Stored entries
^^^^
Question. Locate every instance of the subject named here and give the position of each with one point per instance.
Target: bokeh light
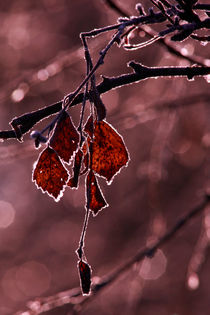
(7, 214)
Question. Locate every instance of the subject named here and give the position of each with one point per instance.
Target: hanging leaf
(109, 151)
(94, 198)
(85, 276)
(49, 174)
(73, 181)
(65, 137)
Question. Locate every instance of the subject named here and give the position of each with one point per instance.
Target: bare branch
(74, 297)
(28, 120)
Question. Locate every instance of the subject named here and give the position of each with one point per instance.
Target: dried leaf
(109, 152)
(85, 276)
(49, 174)
(94, 199)
(73, 181)
(65, 138)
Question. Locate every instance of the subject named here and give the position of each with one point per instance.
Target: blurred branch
(74, 297)
(162, 41)
(28, 120)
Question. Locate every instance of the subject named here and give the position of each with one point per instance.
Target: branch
(28, 120)
(163, 41)
(74, 297)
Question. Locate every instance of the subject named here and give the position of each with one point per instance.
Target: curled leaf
(49, 174)
(65, 137)
(73, 181)
(85, 276)
(94, 198)
(109, 153)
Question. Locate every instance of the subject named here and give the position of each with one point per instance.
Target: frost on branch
(85, 276)
(49, 174)
(94, 200)
(73, 181)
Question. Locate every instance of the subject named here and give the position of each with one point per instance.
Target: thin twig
(28, 120)
(163, 41)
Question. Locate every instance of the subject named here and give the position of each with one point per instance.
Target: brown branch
(28, 120)
(74, 296)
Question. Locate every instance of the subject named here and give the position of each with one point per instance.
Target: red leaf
(109, 151)
(85, 276)
(49, 174)
(73, 181)
(94, 198)
(65, 138)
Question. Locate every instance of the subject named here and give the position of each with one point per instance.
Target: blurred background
(165, 125)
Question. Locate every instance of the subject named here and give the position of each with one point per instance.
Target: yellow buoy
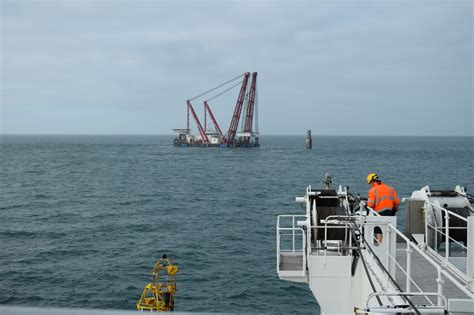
(158, 295)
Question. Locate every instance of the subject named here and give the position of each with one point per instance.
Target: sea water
(83, 219)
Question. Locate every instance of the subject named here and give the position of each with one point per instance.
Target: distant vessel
(427, 269)
(247, 136)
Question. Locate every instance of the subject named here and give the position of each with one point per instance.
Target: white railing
(294, 231)
(448, 239)
(441, 273)
(410, 247)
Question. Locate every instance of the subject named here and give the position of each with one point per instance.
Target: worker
(383, 199)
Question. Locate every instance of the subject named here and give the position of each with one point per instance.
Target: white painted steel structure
(349, 272)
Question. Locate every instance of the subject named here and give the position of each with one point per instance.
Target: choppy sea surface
(84, 218)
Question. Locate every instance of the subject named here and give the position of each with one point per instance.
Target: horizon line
(271, 135)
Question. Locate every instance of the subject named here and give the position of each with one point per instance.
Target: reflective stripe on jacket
(382, 197)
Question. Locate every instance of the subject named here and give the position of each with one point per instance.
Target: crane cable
(225, 91)
(217, 87)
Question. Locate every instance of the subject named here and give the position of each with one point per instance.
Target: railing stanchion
(293, 232)
(446, 244)
(440, 282)
(409, 251)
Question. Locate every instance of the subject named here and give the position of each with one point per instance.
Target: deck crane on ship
(247, 101)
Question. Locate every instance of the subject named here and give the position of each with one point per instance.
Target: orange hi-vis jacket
(382, 197)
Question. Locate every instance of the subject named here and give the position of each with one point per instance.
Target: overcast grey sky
(339, 67)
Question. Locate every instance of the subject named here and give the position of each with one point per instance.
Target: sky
(335, 67)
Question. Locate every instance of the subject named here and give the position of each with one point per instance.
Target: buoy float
(158, 295)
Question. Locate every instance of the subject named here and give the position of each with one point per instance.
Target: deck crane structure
(247, 135)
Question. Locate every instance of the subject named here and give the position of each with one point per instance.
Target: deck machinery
(429, 269)
(247, 102)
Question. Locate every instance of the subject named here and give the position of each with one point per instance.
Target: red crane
(207, 109)
(230, 135)
(198, 123)
(250, 108)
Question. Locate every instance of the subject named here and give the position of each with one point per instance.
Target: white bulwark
(428, 269)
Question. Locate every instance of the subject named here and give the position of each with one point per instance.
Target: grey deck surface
(424, 274)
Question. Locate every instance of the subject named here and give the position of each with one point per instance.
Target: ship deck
(424, 275)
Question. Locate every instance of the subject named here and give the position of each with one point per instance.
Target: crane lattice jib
(214, 121)
(237, 111)
(250, 107)
(198, 123)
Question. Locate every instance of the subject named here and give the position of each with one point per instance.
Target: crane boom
(230, 135)
(250, 107)
(214, 121)
(198, 123)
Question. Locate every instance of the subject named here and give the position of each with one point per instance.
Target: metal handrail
(293, 229)
(411, 245)
(447, 211)
(374, 294)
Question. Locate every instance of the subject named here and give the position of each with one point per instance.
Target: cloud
(334, 67)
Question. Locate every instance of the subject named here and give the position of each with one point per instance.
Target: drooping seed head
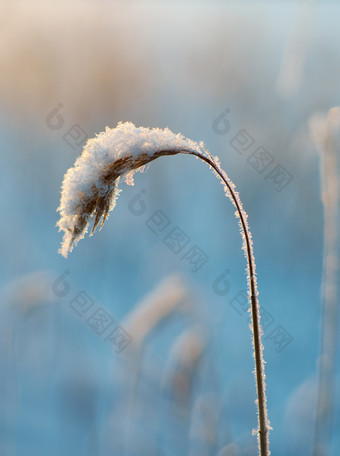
(89, 189)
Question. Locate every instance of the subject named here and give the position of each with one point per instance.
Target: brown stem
(263, 430)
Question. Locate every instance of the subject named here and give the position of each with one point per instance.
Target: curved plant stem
(263, 423)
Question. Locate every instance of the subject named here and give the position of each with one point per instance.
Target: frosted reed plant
(90, 190)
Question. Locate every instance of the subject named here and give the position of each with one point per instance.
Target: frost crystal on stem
(89, 192)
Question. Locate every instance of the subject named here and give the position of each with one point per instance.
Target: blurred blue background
(213, 71)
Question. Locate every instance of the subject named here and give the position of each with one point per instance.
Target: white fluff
(124, 140)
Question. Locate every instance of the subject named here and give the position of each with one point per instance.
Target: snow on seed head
(89, 189)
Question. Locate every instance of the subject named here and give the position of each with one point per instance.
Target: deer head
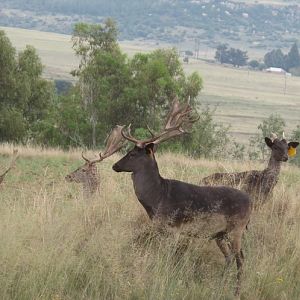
^^^^
Task - Return the preceding entries exactly, each word as given, but leave out any picture.

Written solution -
Question. Locate every instance of the subject named here and give the position of each with one point per instance.
Target: bokeh light
(7, 214)
Question. Locate every instance of the subject named here and give the position of each with one point per instance.
Target: hanging leaf
(109, 151)
(94, 198)
(85, 276)
(49, 174)
(73, 181)
(65, 137)
Question. Locate every instance of the subject named here and give the position of each with one point per instance.
Target: bare branch
(74, 297)
(28, 120)
Question. Locate every instance of the subject named here and give the position of each with one point per instance.
Target: dried leaf
(109, 152)
(85, 276)
(49, 174)
(94, 199)
(73, 181)
(65, 138)
Question. Locate every instance of the subject named here and give the position of each with one point per instance.
Target: blurred branch
(74, 297)
(162, 41)
(28, 120)
Question. Locate every instance of the subject named here and give the position of each with one point per instance.
Target: branch
(28, 120)
(163, 41)
(74, 297)
Question. Locate every instance of the subject named here and give the position of each with one point per instance.
Target: curled leaf
(49, 174)
(65, 137)
(73, 181)
(85, 276)
(94, 198)
(109, 153)
Question. Locate every instance of the subject named here and give the position of each with one point per instance.
Target: frost on branch
(85, 276)
(49, 174)
(94, 200)
(73, 181)
Question. Locate every instance of the subject named here and give the position of each with one point per instance.
Target: thin twig
(28, 120)
(163, 41)
Question. Locate every instance of the subject named here and give the position of each with one point per instance.
Target: brown branch
(28, 120)
(74, 296)
Question. Locate every instance of the subject named here and give the position of each with one point per instance.
Target: red leaf
(109, 151)
(85, 276)
(49, 174)
(73, 181)
(94, 198)
(65, 138)
Question. Locate every instance of the subject named here and give the position of each with one point per instance.
Target: blurred background
(165, 125)
Question. Locate every instance of the subject named here and give the position of each with one point per instance.
Target: yellow buoy
(158, 295)
Question. Locate every instance of the subject named here and give the position of each with one point per instance.
Target: sea water
(83, 219)
Question. Locate every instance of the subject named here and give the position of each with one point per instance.
Target: distant vessel
(427, 269)
(247, 136)
Question. Locate every instance of the subject named here and give the position of each with one point per instance.
Target: white railing
(294, 231)
(448, 239)
(441, 273)
(410, 247)
Question. Locate every instance of the subject named here and give the position of each with one point per instance.
Target: worker
(383, 199)
Question. Locate every instance of the subject named here and give the position of each with one point per instance.
Target: white painted steel structure
(349, 272)
Question. Locate every instance of the subject named here and give the position of each with one point per instance.
Target: choppy sea surface
(84, 218)
Question. Locate every instance of the subject named here and give the position of each with one point per instance.
Target: horizon line
(271, 135)
Question. Locate every instance of the subject named here and give the position of each with one point per instance.
Target: reflective stripe on jacket
(382, 197)
Question. Locate every instance of the subject named here and give the position of each with one point per instance.
Target: crane cable
(225, 91)
(217, 87)
Question. Locate every instance of the subject named here and give the position of each with one point per instance.
Target: railing stanchion
(293, 232)
(446, 244)
(440, 282)
(409, 251)
Question. Locate every instance of the subject named here and give the position of each with one point per instance.
Target: deck crane on ship
(247, 101)
Question. Locate every instance of the subject named here and give the position of each with one point per instance.
Target: orange hi-vis jacket
(382, 197)
Question. Locate every instance of the subject named here and give the position of each with one point per instance.
Target: overcast grey sky
(339, 67)
Question. Locate every instance of the subject named here and give the position of each with one point per instance.
Target: sky
(335, 67)
Question. Locate every instance of the subject named here and give the position of each with one point per instance.
Target: buoy float
(158, 295)
Question. Locate every instance of the subject named here and give the position of each with one point per instance.
Target: deck crane structure
(247, 135)
Question. Locate every instance of the subject named here and give the position of each with one point per instance.
Target: deck machinery
(429, 269)
(247, 102)
Question. Locate every instance of the subject named here and give the position of each with one point per instance.
Target: red crane
(207, 109)
(230, 135)
(198, 123)
(250, 108)
Question. Locate every instance of the subject named here and give the position of each with one point per instance.
Target: white bulwark
(428, 269)
Question. Locate every instance of the subject named here and give the position of each with one point per instance.
Target: grey deck surface
(424, 274)
Question. Locate every instance of the subject named here and give the position of each with one point per instance.
Target: ship deck
(424, 275)
Question. Locate every instance of the subject named here and give the position of each with one point per instance.
Target: crane lattice jib
(214, 121)
(237, 111)
(250, 107)
(198, 123)
Question. Locate every instance of the subject named here and give the position of each with one point per instance.
Target: crane boom
(230, 135)
(250, 107)
(214, 121)
(198, 123)
Question. Locate every instance of the subject named here and give the position of each with one point per instance.
Target: metal handrail
(293, 229)
(411, 245)
(447, 211)
(374, 294)
Question. Locate every instance of the subject named here and give the position of each with one point per instance.
Target: cloud
(334, 67)
Question. Locate every instance of the subject named here and give the position of each with one point per instance.
Target: drooping seed head
(89, 189)
Question. Locate every instance of the subject named here and give the position of each with one point per instance.
Target: brown stem
(263, 430)
Question. Locate every instance of the subject named here and give the position of each with one point per instance.
Target: curved plant stem
(263, 423)
Question. Locate every instance of the subject named here and give the position of each with one point per instance.
Target: frosted reed plant
(90, 190)
Question. Locate every instance of the subject named here and give the position of each with one point per instance.
Target: frost crystal on stem
(89, 192)
Question. Locate every instance of the subject named here and give the position of each with one point per instance.
Target: blurred blue background
(213, 71)
Question. Locate every instance of the subject named here and give the position of each with one point per instance.
Target: white fluff
(124, 140)
Question. Locate every instance of the subject named here and give the position of each with one point per instance.
Target: snow on seed head
(89, 189)
Question. Locate every instance of the subject named here and give the position of each with one point per instance.
Target: deer head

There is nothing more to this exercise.